## Instructions for the task
Restate each entry word for word, leaving nothing out.

(Point-based annotation data)

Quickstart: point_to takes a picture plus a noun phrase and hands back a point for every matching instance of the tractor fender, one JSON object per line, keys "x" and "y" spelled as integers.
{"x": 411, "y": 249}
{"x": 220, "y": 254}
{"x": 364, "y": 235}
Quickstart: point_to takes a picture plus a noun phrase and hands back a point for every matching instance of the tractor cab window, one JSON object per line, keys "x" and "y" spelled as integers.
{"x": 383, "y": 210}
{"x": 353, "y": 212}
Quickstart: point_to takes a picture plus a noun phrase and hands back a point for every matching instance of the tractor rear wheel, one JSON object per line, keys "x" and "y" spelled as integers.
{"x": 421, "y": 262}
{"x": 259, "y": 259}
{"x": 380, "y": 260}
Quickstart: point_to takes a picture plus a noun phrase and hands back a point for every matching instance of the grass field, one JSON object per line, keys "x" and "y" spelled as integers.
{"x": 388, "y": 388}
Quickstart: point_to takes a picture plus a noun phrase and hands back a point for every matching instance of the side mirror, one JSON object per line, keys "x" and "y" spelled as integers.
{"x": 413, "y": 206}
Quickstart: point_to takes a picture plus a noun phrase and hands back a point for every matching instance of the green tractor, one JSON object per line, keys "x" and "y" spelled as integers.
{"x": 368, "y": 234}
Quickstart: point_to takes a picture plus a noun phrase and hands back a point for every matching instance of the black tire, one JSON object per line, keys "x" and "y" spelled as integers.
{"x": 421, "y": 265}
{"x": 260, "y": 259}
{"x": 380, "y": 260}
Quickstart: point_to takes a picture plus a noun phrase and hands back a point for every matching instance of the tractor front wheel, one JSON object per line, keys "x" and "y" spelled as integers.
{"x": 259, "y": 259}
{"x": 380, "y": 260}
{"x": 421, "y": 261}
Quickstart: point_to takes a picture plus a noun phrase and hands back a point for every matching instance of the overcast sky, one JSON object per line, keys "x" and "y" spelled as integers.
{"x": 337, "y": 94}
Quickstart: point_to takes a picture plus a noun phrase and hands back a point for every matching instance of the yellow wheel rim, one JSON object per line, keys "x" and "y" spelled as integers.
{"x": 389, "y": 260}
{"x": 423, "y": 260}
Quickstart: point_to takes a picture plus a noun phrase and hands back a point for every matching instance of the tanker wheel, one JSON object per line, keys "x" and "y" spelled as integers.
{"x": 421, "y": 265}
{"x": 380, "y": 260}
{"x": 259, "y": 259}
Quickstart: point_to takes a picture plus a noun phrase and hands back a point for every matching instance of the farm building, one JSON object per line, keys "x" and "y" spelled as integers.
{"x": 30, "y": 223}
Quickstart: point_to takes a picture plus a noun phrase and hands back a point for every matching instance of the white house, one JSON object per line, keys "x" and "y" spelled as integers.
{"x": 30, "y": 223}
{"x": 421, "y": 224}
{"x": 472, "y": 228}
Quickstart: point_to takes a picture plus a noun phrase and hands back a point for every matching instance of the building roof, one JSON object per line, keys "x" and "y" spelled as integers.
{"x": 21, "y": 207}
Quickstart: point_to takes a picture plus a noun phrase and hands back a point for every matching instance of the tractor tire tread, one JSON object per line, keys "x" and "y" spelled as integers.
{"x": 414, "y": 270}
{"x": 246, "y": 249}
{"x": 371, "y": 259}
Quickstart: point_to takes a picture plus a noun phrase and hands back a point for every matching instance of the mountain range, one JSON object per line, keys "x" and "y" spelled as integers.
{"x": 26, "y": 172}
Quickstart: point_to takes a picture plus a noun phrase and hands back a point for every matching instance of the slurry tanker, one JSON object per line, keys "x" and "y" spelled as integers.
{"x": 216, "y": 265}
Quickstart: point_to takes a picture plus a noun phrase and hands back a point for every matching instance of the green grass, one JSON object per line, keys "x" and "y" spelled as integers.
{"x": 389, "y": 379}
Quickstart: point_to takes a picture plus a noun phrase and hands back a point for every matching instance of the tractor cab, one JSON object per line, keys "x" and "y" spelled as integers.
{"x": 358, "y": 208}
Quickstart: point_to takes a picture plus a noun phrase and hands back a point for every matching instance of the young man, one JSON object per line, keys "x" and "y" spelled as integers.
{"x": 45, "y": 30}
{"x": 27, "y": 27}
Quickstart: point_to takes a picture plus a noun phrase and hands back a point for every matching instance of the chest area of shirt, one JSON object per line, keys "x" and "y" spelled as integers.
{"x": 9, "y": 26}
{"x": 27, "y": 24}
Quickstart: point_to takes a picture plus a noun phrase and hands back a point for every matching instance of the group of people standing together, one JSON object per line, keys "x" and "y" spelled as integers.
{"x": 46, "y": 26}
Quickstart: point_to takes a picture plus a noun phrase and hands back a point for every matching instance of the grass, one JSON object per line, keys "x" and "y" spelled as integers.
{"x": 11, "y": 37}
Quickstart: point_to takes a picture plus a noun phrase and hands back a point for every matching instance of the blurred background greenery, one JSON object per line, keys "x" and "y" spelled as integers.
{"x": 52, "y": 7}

## Worked solution
Quickstart: point_to takes a picture plus a noun phrase and hands back a point for every matching instance of the tractor fender, one JSON object per line, keys "x" and "y" spelled as integers.
{"x": 411, "y": 249}
{"x": 220, "y": 254}
{"x": 364, "y": 235}
Quickstart: point_to takes a picture plus a noun phrase and hands back a point for every matching instance of the tractor cab window, one JSON object per line, keys "x" and "y" spelled as integers.
{"x": 383, "y": 210}
{"x": 353, "y": 212}
Quickstart: point_to takes a picture plus a noun phrase and hands back a point for every matching instance of the tractor rear wheel, one JSON object per line, keys "x" and "y" spelled as integers.
{"x": 421, "y": 262}
{"x": 259, "y": 259}
{"x": 380, "y": 260}
Quickstart: point_to takes a picture plus a noun phrase and hands back a point for every matching instance of the grass field, one JSON object per line, keys "x" and "y" spelled as integers.
{"x": 388, "y": 388}
Quickstart: point_to takes a picture plus a noun phrase and hands back a point for every matching instance of the side mirror, one JSON object per line, keys "x" and "y" spelled as integers.
{"x": 413, "y": 206}
Quickstart: point_to takes a picture plus a noun phrase and hands back a point for every matching instance of the green tractor, one JSON object per line, keys "x" and "y" spelled as integers.
{"x": 368, "y": 234}
Quickstart: point_to takes a picture plus a noun phrase and hands back a point for every matching instance of the black tire, one JSON object per line, keys "x" and "y" spelled as integers.
{"x": 421, "y": 265}
{"x": 260, "y": 259}
{"x": 380, "y": 260}
Quickstart: point_to takes a picture plus a noun phrase and hands back a point for every matching instance of the tractor front wheel, one JSON object per line, keys "x" and "y" spelled as integers.
{"x": 259, "y": 259}
{"x": 380, "y": 260}
{"x": 421, "y": 261}
Quickstart: point_to takes a picture plus a noun phrase and hands back a point for every matching instance of the overcast sky, one JSON object per line, keys "x" and "y" spelled as integers.
{"x": 337, "y": 94}
Quickstart: point_to takes a picture plus a noun phrase and hands back a point for every matching instance of the yellow wheel rim, one JSON object per line, keys "x" and "y" spelled as integers.
{"x": 389, "y": 260}
{"x": 423, "y": 260}
Quickstart: point_to takes a picture plus a noun phrase and hands back a point for every matching instance of the tanker wheel, one JSON object per line, keys "x" and "y" spelled as integers.
{"x": 421, "y": 265}
{"x": 380, "y": 260}
{"x": 259, "y": 259}
Quickstart: point_to takes a picture plus a noun phrase and hands back a point for every matching instance of the farm building, one JSON object per line, keys "x" and "y" spelled as integers.
{"x": 30, "y": 223}
Quickstart: point_to takes a picture plus a noun phrase and hands back a point for every matching instance of the white house, one JSON object per line, keys "x" and "y" spelled as integers.
{"x": 30, "y": 223}
{"x": 421, "y": 224}
{"x": 472, "y": 228}
Quickstart: point_to takes a picture plus a noun phrase and hands back a point for every matching instance of the building roof, one JSON object per line, keys "x" and "y" spelled as integers.
{"x": 21, "y": 207}
Quickstart: point_to takes a picture plus a noun phrase and hands back a point for every matching instance of the tractor tire tread, one JSON object per line, keys "x" and "y" spelled as integers.
{"x": 414, "y": 270}
{"x": 246, "y": 249}
{"x": 371, "y": 259}
Quickstart: point_to takes a picture plus a noun phrase and hands back a point for every matching instance of the mountain range, one JSON object per line, keys "x" and "y" spelled as integers.
{"x": 26, "y": 172}
Quickstart: point_to takes a picture plus a noun phrase and hands back a point for every matching instance of the slurry tanker, one JSON object per line, keys "x" and "y" spelled as integers.
{"x": 216, "y": 265}
Quickstart: point_to takes a picture plus a noun phrase and hands back a point for every matching instance of the green grass, one JSON object per line, keys "x" and "y" spelled as integers.
{"x": 389, "y": 379}
Quickstart: point_to takes a picture plus a noun phrase and hands back a point for every matching instance of the tractor cab, one JSON object per line, keys "x" and "y" spelled as integers.
{"x": 358, "y": 208}
Quickstart: point_to takes a picture plus a noun phrase and hands back a point for every matching instance of the young man, one JSON object per line, keys "x" and "y" spelled as integers.
{"x": 45, "y": 30}
{"x": 27, "y": 27}
Quickstart: point_to takes a picture plus a noun phrase and hands back a point for every matching instance of the chest area of shirt, one JSON object per line, keys "x" and "y" spelled as integers.
{"x": 9, "y": 26}
{"x": 27, "y": 24}
Quickstart: point_to takes a picture plus a noun phrase and hands back a point for every matching instance of the group of people standing together, one JSON object per line, keys "x" and "y" spelled as integers.
{"x": 46, "y": 26}
Quickstart: point_to takes a picture plus a noun phrase and hands back a point for every matching instance of the grass, one JSON object per line, keys "x" and "y" spelled as integers.
{"x": 11, "y": 37}
Quickstart: point_to takes a picture plus a noun phrase and hands back a point for every matching instance of the blurred background greenery, one JSON object per line, keys "x" and "y" spelled as integers.
{"x": 52, "y": 7}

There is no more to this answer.